I used to be really good at math … when I was thirteen.  So good, they allowed me to skip a class and take Algebra II when I was a freshman in high school.  But by the next year, in Advanced Geometry, I had had it … my little brother (now an engineer) was two years ahead of his class, sat right behind me, and beat me out on every single test.

Being one of those shallow narcissists who can’t stand being bad at things, I dropped out of math and science before I ever took Calculus or Physics.  (Thankfully, lawyers don’t have to be good at math …)

But this hasn’t stopped me from being fascinated with numbers.  In fact, I noticed just this morning while getting my overdue Botox fix that a strange number pattern has emerged in my life this year:  33, 44, 55, 66, 77 …

I call it Kate’s Sequence.  The numbers represent the age of my (bratty beautiful) younger sister, my own age, my best Newport girlfriend’s age, my mother’s age, and my mother-in-law’s age as I type this in 2012.

But one of the most important women of my life doesn’t fit the Sequence:  Grandma turned 94 on Tuesday, as did Grandpa a couple of weeks earlier.  They are still married, still have their hair, still have their minds, and are utterly disgusting to the rest of us impressive:

My grandparents' 93rd birthdays in 2011

If you haven’t noticed, Grandma bears a distinct resemblance to Betty White.  And not just because she’s tiny, cute, and Norwegian … it’s because she still has that lust for life and sense of humor that keeps a person young forever.  Even (especially) without the Botox.

I owe Grandma a lot.  She was the one who bought me the all important Calvin Klein, Jordache, and Gloria Vanderbilt jeans in grade school … and later, Guess, Bon-Jour, and (when slumming it) Lee jeans in high school.

Grandma would have really enjoyed being a Real Orange County Housewife.  Not because she ever had plastic surgery or hair extensions, but because to this day, she is the only woman I know who has never washed her own hair.  (I’m not kidding!)

She also taught me to hide my credit card statements from Hubby. 

So what’s my point here?

### Tasks to perform
1) For each statement about the post on math and family ages, answer yes or no and quote the words from the post that decide it:
(a) The writer took Algebra II as a high school freshman.
(b) The writer took Calculus before leaving math and science.
(c) Grandma has had plastic surgery.
2) Use the post on math and family ages to answer these questions:
(a) Which number in Kate's Sequence is the mother's age?
(b) What age did Grandma turn on Tuesday?
(c) Which jeans did Grandma buy in high school "when slumming it"?
The lines after this point were taken from a different source.

(Phrase grounding data)

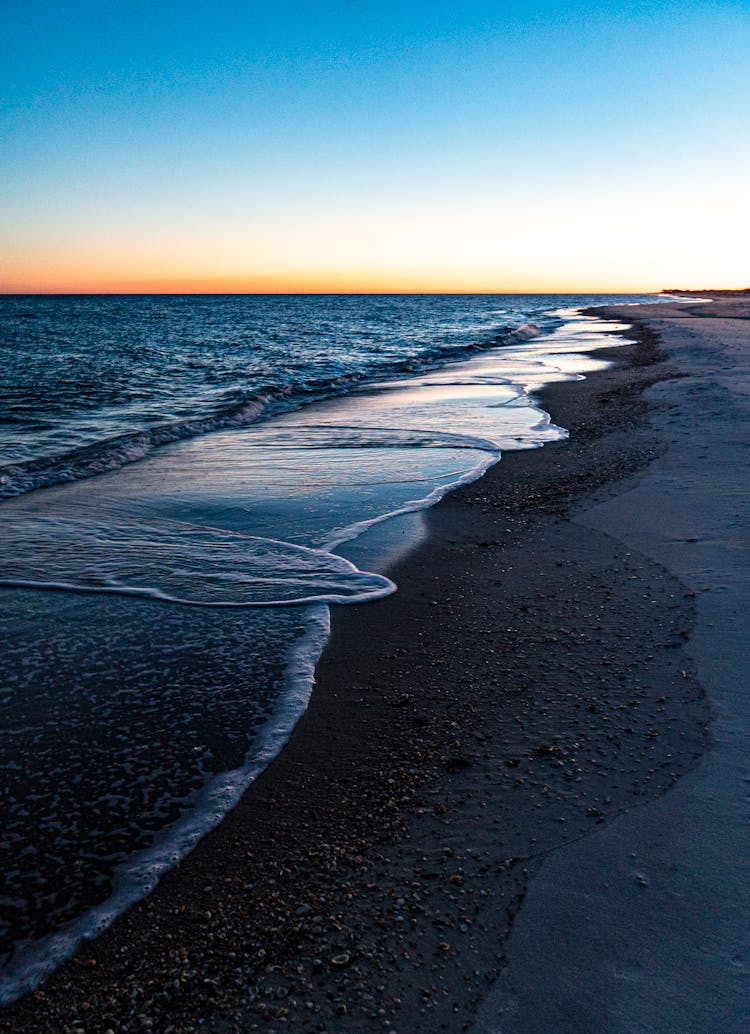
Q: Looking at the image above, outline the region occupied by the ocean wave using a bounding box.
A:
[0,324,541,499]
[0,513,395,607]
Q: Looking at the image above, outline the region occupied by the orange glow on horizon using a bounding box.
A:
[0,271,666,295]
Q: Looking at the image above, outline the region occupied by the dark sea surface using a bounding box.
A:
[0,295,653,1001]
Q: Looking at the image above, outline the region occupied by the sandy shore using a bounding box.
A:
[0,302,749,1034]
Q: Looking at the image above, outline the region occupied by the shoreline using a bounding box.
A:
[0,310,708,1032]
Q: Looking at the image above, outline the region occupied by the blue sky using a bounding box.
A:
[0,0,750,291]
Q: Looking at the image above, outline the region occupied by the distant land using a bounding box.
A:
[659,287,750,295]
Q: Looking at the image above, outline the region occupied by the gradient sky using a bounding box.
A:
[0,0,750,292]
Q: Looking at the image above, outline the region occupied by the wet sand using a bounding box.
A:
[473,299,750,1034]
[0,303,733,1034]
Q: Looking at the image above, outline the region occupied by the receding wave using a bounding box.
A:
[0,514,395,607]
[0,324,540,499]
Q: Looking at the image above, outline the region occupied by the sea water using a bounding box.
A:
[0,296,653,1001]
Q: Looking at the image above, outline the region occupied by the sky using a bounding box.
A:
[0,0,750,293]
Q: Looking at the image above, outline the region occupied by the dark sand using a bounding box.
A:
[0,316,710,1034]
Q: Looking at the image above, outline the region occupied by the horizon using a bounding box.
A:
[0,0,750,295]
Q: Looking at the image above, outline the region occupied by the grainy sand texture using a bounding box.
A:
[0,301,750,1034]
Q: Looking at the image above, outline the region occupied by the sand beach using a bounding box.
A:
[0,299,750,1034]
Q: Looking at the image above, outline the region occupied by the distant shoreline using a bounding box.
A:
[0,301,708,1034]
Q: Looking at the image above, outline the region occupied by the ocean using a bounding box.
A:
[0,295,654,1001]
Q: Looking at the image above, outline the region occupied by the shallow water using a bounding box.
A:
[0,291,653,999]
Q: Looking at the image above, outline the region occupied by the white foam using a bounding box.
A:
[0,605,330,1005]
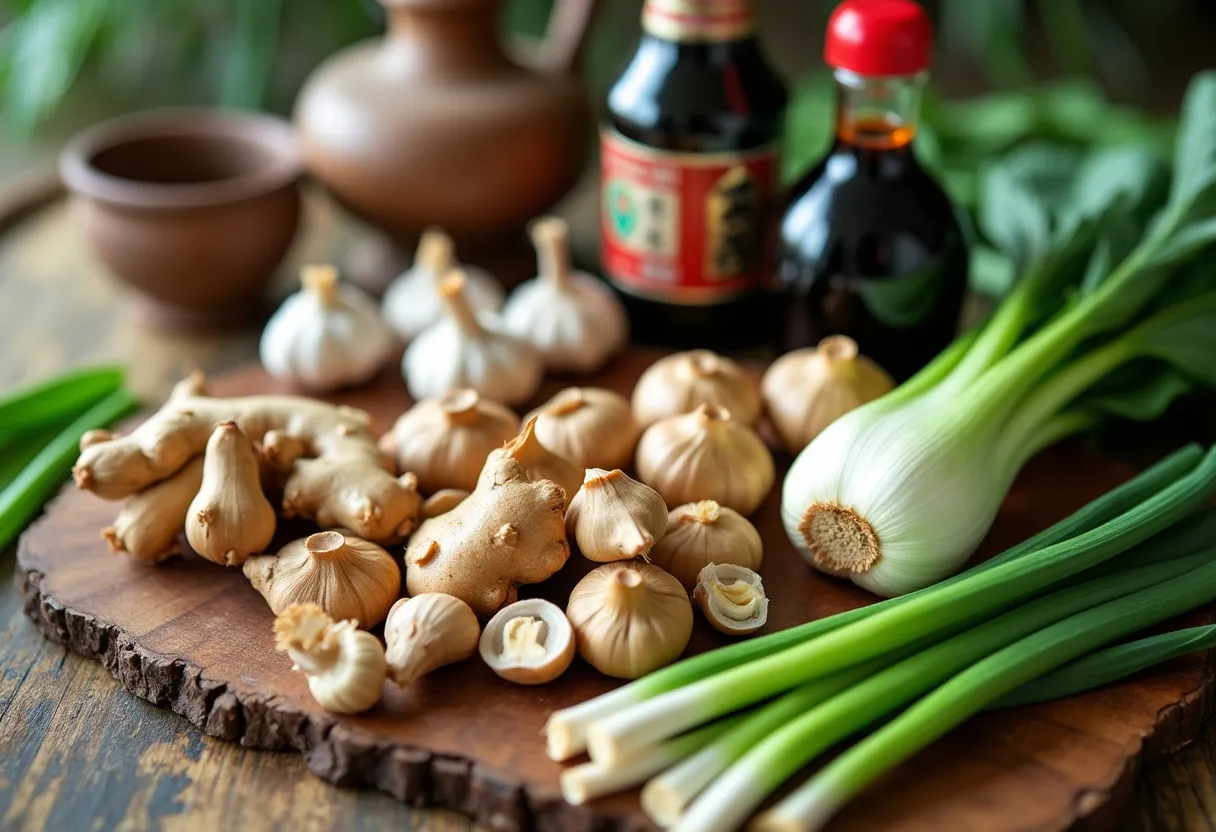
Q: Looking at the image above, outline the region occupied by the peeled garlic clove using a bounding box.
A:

### Solution set
1)
(a) Yes: "they allowed me to skip a class and take Algebra II when I was a freshman in high school"
(b) No: "I dropped out of math and science before I ever took Calculus or Physics"
(c) No: "Not because she ever had plastic surgery or hair extensions"

2)
(a) 66
(b) 94
(c) Lee jeans